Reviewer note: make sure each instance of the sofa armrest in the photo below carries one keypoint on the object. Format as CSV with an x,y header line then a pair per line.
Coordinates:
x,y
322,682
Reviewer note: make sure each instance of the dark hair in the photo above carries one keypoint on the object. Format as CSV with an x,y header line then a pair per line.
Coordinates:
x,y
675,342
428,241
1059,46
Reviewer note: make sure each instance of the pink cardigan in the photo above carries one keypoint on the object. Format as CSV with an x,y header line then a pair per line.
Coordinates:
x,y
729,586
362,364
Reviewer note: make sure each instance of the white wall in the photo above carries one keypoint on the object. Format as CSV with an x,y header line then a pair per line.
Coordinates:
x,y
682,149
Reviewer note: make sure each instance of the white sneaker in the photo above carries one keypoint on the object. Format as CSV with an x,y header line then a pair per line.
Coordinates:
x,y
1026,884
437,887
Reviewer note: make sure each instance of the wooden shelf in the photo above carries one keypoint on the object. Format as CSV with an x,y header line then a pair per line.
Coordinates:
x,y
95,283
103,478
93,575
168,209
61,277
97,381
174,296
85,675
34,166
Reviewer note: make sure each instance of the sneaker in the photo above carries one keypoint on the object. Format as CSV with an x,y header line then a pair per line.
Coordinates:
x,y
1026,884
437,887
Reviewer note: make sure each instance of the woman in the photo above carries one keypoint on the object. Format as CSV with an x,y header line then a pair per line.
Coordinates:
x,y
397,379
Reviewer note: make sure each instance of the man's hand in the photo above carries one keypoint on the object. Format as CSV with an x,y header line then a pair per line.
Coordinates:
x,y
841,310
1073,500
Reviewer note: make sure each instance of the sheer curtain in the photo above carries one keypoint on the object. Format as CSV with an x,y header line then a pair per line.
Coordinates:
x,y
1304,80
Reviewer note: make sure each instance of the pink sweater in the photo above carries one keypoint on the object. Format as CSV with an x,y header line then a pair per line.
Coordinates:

» Work instructions
Return every one of the lines above word for word, with nothing added, dropped, or changed.

» Solution for this problem
Reviewer note: make sure each instance of the sofa armrest in the photo below carries one keypoint on the object. Format as CSV with an x,y header line then a pair per line.
Coordinates:
x,y
322,682
Reviewer note: make sure each instance of the dark hair in the photo above carries one keypoint on the object. Format as CSV with an x,y header line then a pair per line.
Coordinates:
x,y
675,342
428,241
1059,46
Reviewer note: make sure each instance of the pink cardigan in the photo above carries one keypoint on the object. Format as CSV with an x,y header line then a pair per line.
Coordinates:
x,y
729,586
362,364
Reviewer note: make sure each instance of the white wall in the photo above carries one keypoint on the object. Format as CSV with an x,y header line then a pair per line.
Coordinates:
x,y
682,149
Reviewer note: make sure each instance of the white sneaker in the photo above carries one keypoint on the object. Format as CSV with an x,y header line then a pair per line.
Coordinates:
x,y
1026,884
437,887
Reviewer note: make sure each instance of the wooden shelf in the photo above carries one keypoint on the object. Format as CSV with an x,y header line then a pair per line.
Coordinates:
x,y
95,283
103,478
93,575
168,209
61,277
97,381
174,296
85,675
34,166
Reviewer note: make sure each instance of the sneaker in the photo above carries one keypoint on the object. Format as CSV with an x,y header line then a pair per line.
Coordinates:
x,y
1026,884
437,887
Reviewer note: make sure each instance of the woman in the photo above carries one keypoint on the object. Format as CSV with an x,y header line then a pair per line.
Coordinates:
x,y
397,379
Reviewer note: make sure each instance of the man's hand in the photo above carries one keypoint on the object. Format as CSV with an x,y header line then a pair per line.
Coordinates:
x,y
841,310
1073,500
Reviewer note: make sure each instance of the sheer curtain in the photo above carries one keypoint on the object. Format as CSV with an x,y header line then a pair per line.
Coordinates:
x,y
1304,80
Reviewer note: make sure each instance of the pink sweater in the photo above carries one keypoint on the object. Format as CSV with an x,y header line then a pair per line.
Coordinates:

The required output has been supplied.